**Data lines:**

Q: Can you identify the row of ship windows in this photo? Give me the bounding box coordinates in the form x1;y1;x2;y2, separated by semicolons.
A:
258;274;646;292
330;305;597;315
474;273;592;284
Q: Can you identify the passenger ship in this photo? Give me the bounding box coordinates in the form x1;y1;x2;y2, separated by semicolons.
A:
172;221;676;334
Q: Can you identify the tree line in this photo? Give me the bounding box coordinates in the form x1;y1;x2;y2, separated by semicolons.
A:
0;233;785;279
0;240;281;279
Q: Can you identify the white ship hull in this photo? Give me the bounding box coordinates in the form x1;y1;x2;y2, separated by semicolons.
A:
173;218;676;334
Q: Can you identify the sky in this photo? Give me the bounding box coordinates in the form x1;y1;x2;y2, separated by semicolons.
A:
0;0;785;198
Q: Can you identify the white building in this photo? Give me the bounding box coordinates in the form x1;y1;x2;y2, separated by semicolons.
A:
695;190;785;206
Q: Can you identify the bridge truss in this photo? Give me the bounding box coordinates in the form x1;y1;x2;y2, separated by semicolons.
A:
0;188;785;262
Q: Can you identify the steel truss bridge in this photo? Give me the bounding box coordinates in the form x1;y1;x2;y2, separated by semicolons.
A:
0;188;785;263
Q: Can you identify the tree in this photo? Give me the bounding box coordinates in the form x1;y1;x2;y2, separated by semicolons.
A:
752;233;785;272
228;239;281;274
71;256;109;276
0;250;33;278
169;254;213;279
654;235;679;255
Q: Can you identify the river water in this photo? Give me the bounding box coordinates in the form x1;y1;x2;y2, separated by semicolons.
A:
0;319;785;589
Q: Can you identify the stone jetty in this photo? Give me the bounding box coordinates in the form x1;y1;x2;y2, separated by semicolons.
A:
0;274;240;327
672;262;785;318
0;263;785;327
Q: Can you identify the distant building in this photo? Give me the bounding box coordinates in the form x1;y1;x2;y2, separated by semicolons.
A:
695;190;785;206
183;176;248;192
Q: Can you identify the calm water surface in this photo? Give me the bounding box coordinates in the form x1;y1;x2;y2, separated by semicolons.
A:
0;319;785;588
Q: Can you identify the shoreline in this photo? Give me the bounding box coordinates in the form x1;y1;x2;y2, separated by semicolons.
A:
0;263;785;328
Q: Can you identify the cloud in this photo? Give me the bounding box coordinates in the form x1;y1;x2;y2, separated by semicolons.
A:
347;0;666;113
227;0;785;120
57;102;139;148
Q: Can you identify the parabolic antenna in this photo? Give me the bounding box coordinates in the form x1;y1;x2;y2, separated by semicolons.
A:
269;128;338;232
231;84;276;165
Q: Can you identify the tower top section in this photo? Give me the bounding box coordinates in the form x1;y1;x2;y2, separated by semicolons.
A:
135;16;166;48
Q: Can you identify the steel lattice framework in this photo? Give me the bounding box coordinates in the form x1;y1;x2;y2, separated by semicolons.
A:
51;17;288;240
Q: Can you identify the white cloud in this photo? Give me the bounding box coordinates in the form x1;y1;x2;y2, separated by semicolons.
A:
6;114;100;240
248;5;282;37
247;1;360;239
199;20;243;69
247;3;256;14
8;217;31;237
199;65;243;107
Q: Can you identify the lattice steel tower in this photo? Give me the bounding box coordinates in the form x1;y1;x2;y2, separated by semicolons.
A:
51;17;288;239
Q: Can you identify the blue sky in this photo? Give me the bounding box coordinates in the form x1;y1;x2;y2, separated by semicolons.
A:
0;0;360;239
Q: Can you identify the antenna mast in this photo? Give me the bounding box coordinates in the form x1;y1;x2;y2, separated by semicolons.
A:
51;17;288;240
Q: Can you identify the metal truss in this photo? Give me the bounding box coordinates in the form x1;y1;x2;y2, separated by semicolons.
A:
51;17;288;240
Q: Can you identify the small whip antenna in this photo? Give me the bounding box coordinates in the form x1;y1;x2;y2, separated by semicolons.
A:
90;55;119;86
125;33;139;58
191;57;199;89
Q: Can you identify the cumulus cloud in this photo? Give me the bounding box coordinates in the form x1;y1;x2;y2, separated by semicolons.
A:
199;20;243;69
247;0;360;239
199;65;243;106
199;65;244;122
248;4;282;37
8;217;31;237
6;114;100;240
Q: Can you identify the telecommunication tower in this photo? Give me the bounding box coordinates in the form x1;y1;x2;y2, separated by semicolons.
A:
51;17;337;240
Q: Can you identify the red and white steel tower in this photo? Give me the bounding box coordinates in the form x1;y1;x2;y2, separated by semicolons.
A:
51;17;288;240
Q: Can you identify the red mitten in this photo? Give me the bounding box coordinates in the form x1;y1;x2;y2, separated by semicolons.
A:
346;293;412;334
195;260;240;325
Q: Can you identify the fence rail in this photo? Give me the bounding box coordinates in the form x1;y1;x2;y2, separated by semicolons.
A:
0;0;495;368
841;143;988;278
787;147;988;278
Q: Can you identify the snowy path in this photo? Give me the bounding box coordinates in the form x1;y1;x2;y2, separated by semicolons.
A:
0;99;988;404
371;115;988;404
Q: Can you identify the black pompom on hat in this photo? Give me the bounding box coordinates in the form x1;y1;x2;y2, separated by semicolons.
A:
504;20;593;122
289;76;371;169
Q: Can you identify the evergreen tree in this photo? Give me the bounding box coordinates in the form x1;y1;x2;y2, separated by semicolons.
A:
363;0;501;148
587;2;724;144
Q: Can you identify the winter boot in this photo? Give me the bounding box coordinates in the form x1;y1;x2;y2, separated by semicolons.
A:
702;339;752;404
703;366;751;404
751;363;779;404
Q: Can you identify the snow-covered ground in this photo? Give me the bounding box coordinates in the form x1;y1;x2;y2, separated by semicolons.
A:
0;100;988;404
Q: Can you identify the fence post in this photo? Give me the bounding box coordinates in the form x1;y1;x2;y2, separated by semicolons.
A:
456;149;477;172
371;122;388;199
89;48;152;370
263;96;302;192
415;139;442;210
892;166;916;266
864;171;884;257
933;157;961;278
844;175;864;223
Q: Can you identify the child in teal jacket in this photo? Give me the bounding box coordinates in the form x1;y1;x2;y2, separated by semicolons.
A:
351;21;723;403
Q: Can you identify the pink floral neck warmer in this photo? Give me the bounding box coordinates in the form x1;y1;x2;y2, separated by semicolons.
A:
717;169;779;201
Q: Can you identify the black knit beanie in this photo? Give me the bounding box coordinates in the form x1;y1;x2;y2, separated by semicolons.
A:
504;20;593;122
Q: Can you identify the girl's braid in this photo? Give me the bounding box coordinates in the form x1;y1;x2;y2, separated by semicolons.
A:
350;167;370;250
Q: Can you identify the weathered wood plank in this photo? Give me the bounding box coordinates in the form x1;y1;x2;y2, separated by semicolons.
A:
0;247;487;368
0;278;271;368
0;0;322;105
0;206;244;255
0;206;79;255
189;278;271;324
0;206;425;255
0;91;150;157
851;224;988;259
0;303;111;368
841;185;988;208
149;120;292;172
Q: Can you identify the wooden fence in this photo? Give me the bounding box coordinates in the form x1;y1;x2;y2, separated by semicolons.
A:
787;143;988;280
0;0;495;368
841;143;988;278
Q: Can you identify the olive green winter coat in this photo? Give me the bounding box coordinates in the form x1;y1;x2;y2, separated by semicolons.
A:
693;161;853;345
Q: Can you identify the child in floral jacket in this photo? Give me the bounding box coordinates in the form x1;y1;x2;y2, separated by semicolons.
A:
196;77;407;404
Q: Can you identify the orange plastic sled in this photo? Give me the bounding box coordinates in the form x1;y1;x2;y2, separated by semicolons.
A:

**Exercise:** Rewrite the listing above, changing each "bounding box coordinates" to "corner coordinates" and keeping every other word the same.

**Task result:**
Q: Can you identify the row of ship windows in this photo? Give me the corner coordinates in the form x1;y1;x2;y2, separated by semicolons.
A:
258;274;646;292
330;305;597;315
474;273;592;284
Q: Can you identify the passenger ship in this photo? Give me the corner coordinates in the form x1;y1;x2;y2, separated by semicolons.
A:
172;221;676;334
Q: Can you identify the tree line in this photo? Give me the corner coordinates in the form x1;y1;x2;y2, separated by semicolons.
A:
0;233;785;279
0;240;281;279
Q: Can you identify the white ship hull in this photo? Give me the corner coordinates in the form x1;y1;x2;y2, separated by semicolons.
A:
173;218;676;334
Q: Can you identify the sky in this photo? Give me the corner coordinates in the form x1;y1;x2;y2, separated by semicolons.
A:
0;0;785;198
Q: Can you identify the white building in this photo? Give me the corner coordinates in the form x1;y1;x2;y2, separated by semicolons.
A:
695;190;785;206
Q: Can you identify the bridge truss in this photo? Give me the corner coordinates in the form x1;y1;x2;y2, separated by semicolons.
A:
0;188;785;262
Q: Can you identify the steel truss bridge in this photo? Give me the corner coordinates in the form x1;y1;x2;y2, separated by semicolons.
A:
0;188;785;263
Q: Can you identify the tree in this photo? Give me the corner coordinates in the form x1;y1;x2;y2, separated by semicolons.
A:
752;233;785;272
228;239;281;274
71;256;109;276
0;250;33;278
169;254;213;279
654;235;679;255
Q: Can you identify the river water in this photo? Give me the corner coordinates in the form x1;y1;x2;y2, separated by semicolons.
A:
0;319;785;589
Q: Can you identify the stone jetty in this photo? Give me the corner coordinates in the form x1;y1;x2;y2, separated by semicolons.
A:
0;274;240;327
672;262;785;318
0;263;785;327
Q: Can you identify the distant building in this photo? Give me the corner coordinates in the form x1;y1;x2;y2, separated by semicolons.
A:
695;190;785;206
183;176;248;192
Q: Can you identify the calm water surface in this photo? Give me the corner coordinates in the form x1;y1;x2;y2, separated by semicolons.
A:
0;319;785;588
Q: Can you identify the shoreline in this photo? Give me the corner coordinates in the form x1;y1;x2;y2, separated by semicolons.
A:
0;263;785;328
Q: Can you identify the cloud in this photo? Give me the corner coordinates in the form x1;y1;x2;y2, separated by semicolons.
A:
347;0;666;113
227;0;785;120
57;102;139;148
Q: Can you identify the parabolic antenna in this photo? Give me the corner coordinates in the form x1;y1;x2;y2, separated by semicolons.
A:
269;128;338;232
231;84;276;165
Q: Can you identify the tower top section in this photo? Give me the corner coordinates in the form x1;y1;x2;y2, separated by semicolons.
A:
135;16;166;48
Q: Can you identify the steel lattice framework in this photo? Give me the corner coordinates in the form x1;y1;x2;y2, separated by semicolons.
A:
51;17;288;240
Q: Can you identify the white cloud in this photo? Give me the corner coordinates in the form x1;y1;x2;y2, separated by semicolons.
A:
6;114;100;240
248;5;282;37
247;1;360;239
199;20;243;69
247;3;256;14
8;217;31;237
199;65;243;107
Q: Can you identify the lattice steel tower in this photo? Give me the corner coordinates in the form x1;y1;x2;y2, separated by semicolons.
A:
51;17;288;239
Q: Can you identify the blue sky in this photo? Give me the corner coordinates in the form x1;y1;x2;y2, separated by semicolons.
A:
0;0;360;239
Q: Can you identify the antenna mast in this photo? Give me the corner coordinates in the form x1;y1;x2;y2, separated by semicolons.
A:
51;17;288;240
Q: Can you identify the metal truss in this photo? Give me the corner coordinates in the form x1;y1;x2;y2, separated by semicolons.
A:
51;17;288;240
Q: Can you identify the small whip antenna in this photo? Give me the corner coordinates in the form x1;y1;x2;y2, separated by semicolons.
A:
90;55;119;86
125;33;139;58
191;57;199;89
Q: Can you identify the cumulus cloud in this photo? Give me the corner coordinates in the form x1;y1;x2;y2, separated by semicolons.
A:
199;20;243;69
247;0;360;239
199;65;243;106
199;65;244;122
248;4;282;37
8;217;31;237
6;114;100;240
Q: Can you identify the telecommunication tower in this photo? Give me the corner coordinates in the form x1;y1;x2;y2, separated by semicolons.
A:
51;17;337;240
Q: Can you identify the red and white steel tower in this photo? Give me the corner coordinates in the form x1;y1;x2;y2, separated by semicolons.
A:
51;17;288;240
Q: Can you identify the red mitten in this photo? Give me the corner coordinates in the form x1;y1;x2;y2, separated by semicolons.
A:
346;293;412;334
195;260;240;325
Q: Can you identify the fence rail in this photo? Give me the corner coordinates in the form x1;y1;x2;y2, separated by semicolons.
A:
0;0;495;368
841;143;988;278
787;147;988;278
Q: Can you identify the snowy path in this photo? Give me the corner coordinates in the form x1;y1;x2;y2, separated by semicolons.
A:
0;99;988;404
371;115;988;404
Q: Can you identify the black pompom on hat in this photo? Give me the corner coordinates in the form x1;y1;x2;y2, separated by semicolons.
A:
504;20;593;122
289;76;371;169
Q: Can you identify the evergreen tree in this photo? Give me the corner coordinates in the form x1;y1;x2;y2, separated by semicolons.
A:
363;0;501;148
587;2;724;144
Q: Can you identify the winter boot in this photo? Give me the corner coordinates in the form x1;y1;x2;y2, separated by semicolons.
A:
702;339;752;404
703;366;751;404
751;363;779;404
Q: Can you identify the snow-covered ground in this photo? Give me the corner coordinates in the form x1;y1;x2;y2, separated by semicolons.
A:
0;100;988;404
Q: Can you identify the fence post in this photo? Give me the corner coordinates in the form x1;y1;x2;y2, separated by semicolons.
A:
456;149;477;172
371;122;388;199
89;48;152;370
263;96;302;192
415;139;442;210
892;166;916;266
864;171;884;257
933;157;961;278
844;175;864;223
Q: Can you identify the child in teal jacket in this photo? Give me the corner coordinates in the form x1;y1;x2;y2, separated by semicolons.
A:
351;21;723;403
Q: Can you identify the pink floral neck warmer in this photo? Give me the corner coordinates in the form x1;y1;x2;y2, separated by semicolons.
A:
717;169;779;201
Q: Can you identify the black knit beanie in this photo? Give me the corner coordinates in the form x1;y1;x2;y2, separated by semicolons.
A:
504;20;593;122
Q: Can you identify the girl's braid in this photo? Give me the corner coordinates in the form x1;y1;x2;y2, separated by semicolons.
A:
350;167;370;250
Q: Can you identify the weathered wood plank in this photo? Give me the corner coordinates in the form x1;y1;x2;y2, separated by semicolons.
A:
0;247;487;368
0;278;271;368
0;0;322;105
0;206;244;255
0;206;79;255
189;278;271;324
0;206;425;255
0;91;150;157
851;224;988;259
0;303;111;368
841;185;988;208
149;120;292;172
Q: Can you identify the wooden fence in this photo? Give me the corner coordinates in the form x1;y1;x2;y2, separated by semicolons.
A:
787;143;988;280
0;0;495;368
841;143;988;278
Q: Can you identify the olive green winter coat in this photo? Give me the corner coordinates in the form x1;y1;x2;y2, separated by semicolons.
A:
693;161;853;345
Q: Can you identify the child in floral jacket in this photo? Give me the corner coordinates in the form x1;y1;x2;y2, separated by semicolons.
A:
196;77;407;404
Q: Can you identify the orange plastic sled in this photo? Give me the corner coordinates in the form x1;y1;x2;y2, separated by semicolons.
A:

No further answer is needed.